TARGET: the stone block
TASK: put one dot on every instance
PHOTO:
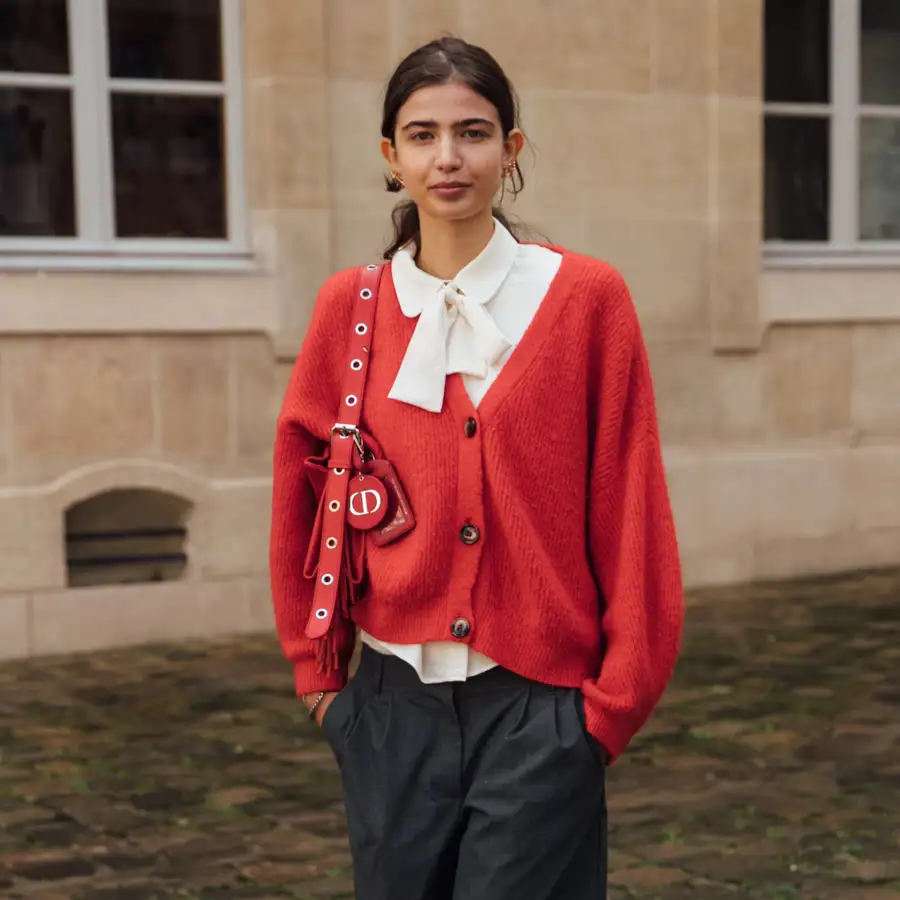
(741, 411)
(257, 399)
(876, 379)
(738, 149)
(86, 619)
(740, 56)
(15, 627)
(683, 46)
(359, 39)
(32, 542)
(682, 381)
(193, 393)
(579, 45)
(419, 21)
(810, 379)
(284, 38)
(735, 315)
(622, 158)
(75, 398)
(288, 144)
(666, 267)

-----

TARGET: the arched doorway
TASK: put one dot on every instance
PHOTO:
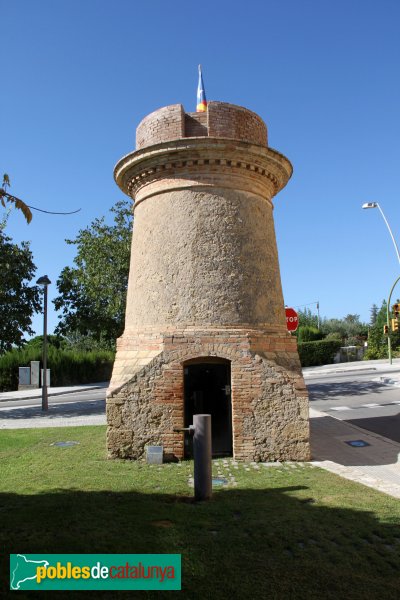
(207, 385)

-----

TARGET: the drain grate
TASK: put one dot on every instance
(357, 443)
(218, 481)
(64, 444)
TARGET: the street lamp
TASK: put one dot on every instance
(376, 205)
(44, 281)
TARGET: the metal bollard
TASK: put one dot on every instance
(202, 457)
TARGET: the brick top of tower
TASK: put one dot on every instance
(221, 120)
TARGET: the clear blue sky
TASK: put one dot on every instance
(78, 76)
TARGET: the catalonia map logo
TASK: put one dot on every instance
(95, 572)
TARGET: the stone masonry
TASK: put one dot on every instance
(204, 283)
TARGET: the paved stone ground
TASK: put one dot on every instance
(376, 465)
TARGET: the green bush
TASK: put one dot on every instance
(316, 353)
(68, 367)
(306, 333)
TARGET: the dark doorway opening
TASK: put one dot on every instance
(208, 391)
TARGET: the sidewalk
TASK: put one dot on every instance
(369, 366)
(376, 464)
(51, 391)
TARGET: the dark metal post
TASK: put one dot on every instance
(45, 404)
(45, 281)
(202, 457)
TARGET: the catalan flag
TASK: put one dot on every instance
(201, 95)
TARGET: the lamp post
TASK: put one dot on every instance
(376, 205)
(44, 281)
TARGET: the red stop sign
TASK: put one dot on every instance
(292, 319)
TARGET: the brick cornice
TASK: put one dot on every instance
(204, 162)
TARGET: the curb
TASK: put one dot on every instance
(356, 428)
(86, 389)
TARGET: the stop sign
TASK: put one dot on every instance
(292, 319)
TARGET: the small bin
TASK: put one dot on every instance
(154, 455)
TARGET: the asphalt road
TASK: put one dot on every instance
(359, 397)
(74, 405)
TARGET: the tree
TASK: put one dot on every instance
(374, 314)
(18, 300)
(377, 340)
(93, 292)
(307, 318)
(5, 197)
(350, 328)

-----

Task directions
Select the lines in this material that hold the word "sign", leaving none out.

Answer area
TARGET: the red stop sign
TARGET: the stop sign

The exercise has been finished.